* [SET TASK 1] Reproduce the stretch of the thread on London discussion groups from "Does anyone know" through "in your area?", keeping every word intact.
* [SET TASK 2] Summarize the thread on London discussion groups in two sentences.

* [READING PASSAGE]
# Discussion groups in London



## Musicforawhile (Oct 10, 2014)

Does anyone know of any music or art (paintings) discussion groups in London? I know you can attend public lectures but I am wondering about small discussion groups. It's easy to find book clubs and creative writing groups but I don't know about art and music groups.


----------



## mirepoix (Feb 1, 2014)

I have no idea. But perhaps (if you haven't tried it before) meetup.com might provide a couple of options in your area?


----------



## Musicforawhile (Oct 10, 2014)

Ok, thank you . I will have a look at that website.


----------



## Figleaf (Jun 10, 2014)

The one thing that springs to mind is the Recorded Vocal Arts Society, although it has a narrower focus than just music, and a rather antiquarian bent which might be more up my street than yours, although I've never actually been to one of their meetings. It sounds like the programme is a lecture with recorded examples, followed by Q&A. Possibly more formal and old bufferish than you're looking for, but it's worth checking out their website:

http://www.rvas.org.uk

I'm surprised you've identified something that doesn't exist in London! Perhaps discussion of hobbies has largely moved online. I know about book clubs, but those seem to be mostly an excuse for middle aged mums to leave the kids with their other halves while they go and get plastered on sparkling wine! I'm sure you've thought of this already, but you could always start your own group. It's what I plan to do after I move. At least it's easier to find like minded people when you're in London- spare a thought for those of us in the sticks whose only social outlet is online


----------

* [RECORD EXTRACTS]
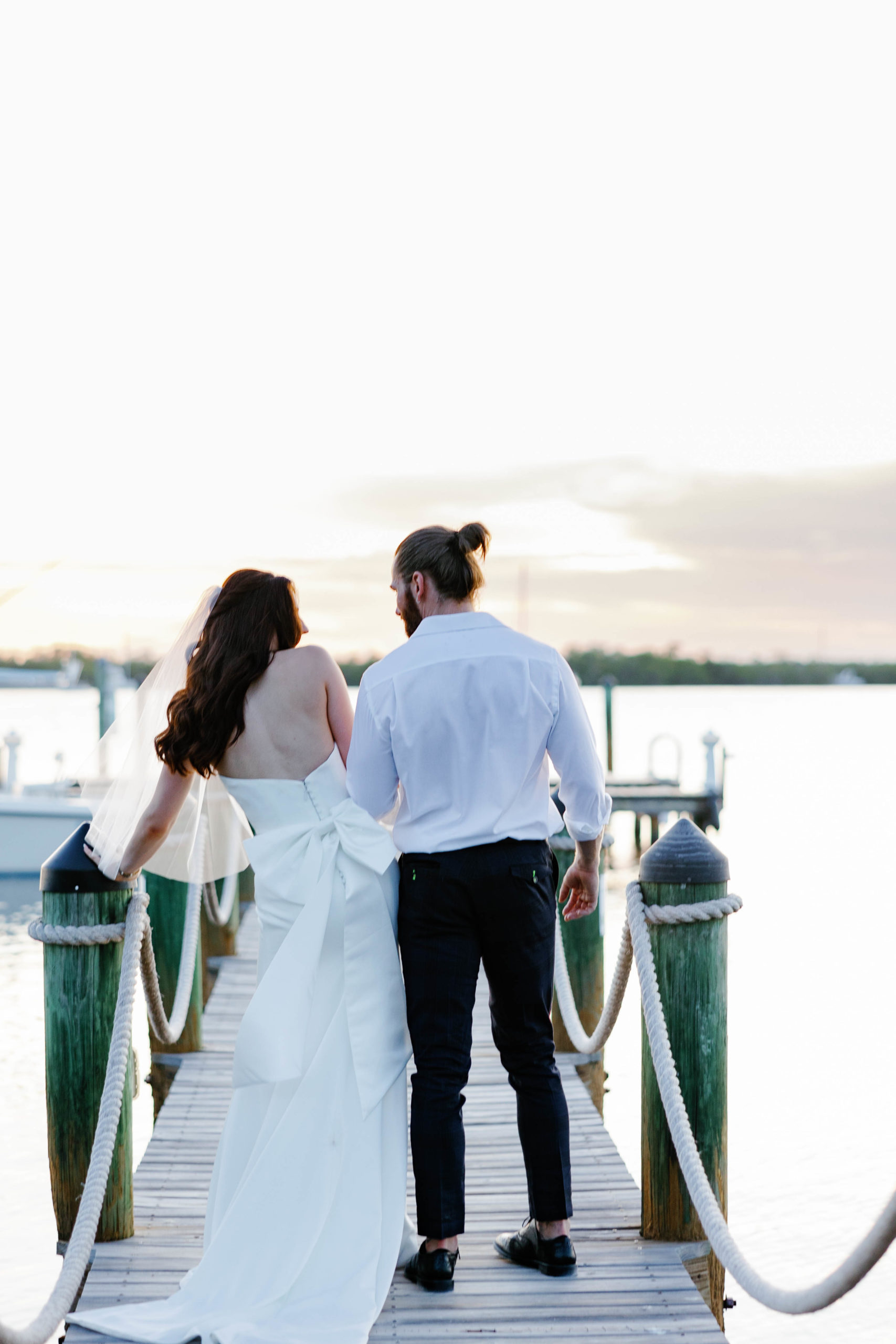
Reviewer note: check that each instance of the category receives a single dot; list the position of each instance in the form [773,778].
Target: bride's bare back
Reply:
[294,714]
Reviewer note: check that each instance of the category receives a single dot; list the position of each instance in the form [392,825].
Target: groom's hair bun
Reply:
[449,558]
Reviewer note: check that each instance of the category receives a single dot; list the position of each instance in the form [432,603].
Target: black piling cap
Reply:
[684,855]
[69,869]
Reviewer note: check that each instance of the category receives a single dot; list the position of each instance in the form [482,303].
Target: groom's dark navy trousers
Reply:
[492,904]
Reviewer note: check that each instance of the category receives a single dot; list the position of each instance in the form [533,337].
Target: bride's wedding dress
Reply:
[305,1218]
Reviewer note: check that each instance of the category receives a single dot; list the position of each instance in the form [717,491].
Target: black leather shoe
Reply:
[433,1270]
[554,1257]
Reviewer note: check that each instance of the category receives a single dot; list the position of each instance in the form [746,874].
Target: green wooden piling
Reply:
[608,683]
[81,990]
[692,972]
[218,940]
[583,948]
[167,911]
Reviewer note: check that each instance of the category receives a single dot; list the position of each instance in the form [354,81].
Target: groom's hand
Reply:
[579,887]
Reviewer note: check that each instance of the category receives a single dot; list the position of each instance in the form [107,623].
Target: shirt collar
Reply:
[457,622]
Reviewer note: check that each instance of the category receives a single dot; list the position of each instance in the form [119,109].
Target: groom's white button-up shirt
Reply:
[458,725]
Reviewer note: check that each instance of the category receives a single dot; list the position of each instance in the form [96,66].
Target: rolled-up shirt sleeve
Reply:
[573,748]
[371,774]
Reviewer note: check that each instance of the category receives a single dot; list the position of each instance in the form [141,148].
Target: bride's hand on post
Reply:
[120,877]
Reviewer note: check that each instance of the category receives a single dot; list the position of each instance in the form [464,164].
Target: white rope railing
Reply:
[219,911]
[136,934]
[94,1191]
[590,1045]
[636,944]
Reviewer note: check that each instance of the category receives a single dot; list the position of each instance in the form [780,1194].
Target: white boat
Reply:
[33,826]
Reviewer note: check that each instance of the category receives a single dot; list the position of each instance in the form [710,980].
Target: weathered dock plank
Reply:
[625,1289]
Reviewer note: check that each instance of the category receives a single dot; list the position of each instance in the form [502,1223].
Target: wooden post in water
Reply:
[608,683]
[80,991]
[167,911]
[692,972]
[583,947]
[219,940]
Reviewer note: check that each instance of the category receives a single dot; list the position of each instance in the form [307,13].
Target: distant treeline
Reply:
[592,666]
[139,668]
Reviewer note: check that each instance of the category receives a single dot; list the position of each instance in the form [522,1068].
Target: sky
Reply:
[280,284]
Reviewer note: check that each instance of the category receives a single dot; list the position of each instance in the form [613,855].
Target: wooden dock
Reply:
[625,1289]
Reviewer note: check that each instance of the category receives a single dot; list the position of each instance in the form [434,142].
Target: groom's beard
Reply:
[412,615]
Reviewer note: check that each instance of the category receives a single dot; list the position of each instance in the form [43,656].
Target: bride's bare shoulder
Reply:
[308,664]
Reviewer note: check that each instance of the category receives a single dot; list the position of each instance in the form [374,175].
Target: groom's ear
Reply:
[418,584]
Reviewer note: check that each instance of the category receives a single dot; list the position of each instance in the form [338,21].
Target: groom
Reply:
[458,725]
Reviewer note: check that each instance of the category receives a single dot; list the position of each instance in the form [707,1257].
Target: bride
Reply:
[305,1220]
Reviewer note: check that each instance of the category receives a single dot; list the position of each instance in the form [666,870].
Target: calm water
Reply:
[809,805]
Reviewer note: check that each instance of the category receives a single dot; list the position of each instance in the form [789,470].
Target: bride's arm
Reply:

* [FINAL ANSWER 1]
Does anyone know of any music or art (paintings) discussion groups in London? I know you can attend public lectures but I am wondering about small discussion groups. It's easy to find book clubs and creative writing groups but I don't know about art and music groups.


----------



## mirepoix (Feb 1, 2014)

I have no idea. But perhaps (if you haven't tried it before) meetup.com might provide a couple of options in your area?

* [FINAL ANSWER 2] Musicforawhile asks whether there are small music or art discussion groups in London, noting that book clubs and creative writing groups are easy to find. Replies suggest trying meetup.com or the Recorded Vocal Arts Society, whose meetings sound like a lecture with recorded examples followed by Q&A, and also propose starting one's own group.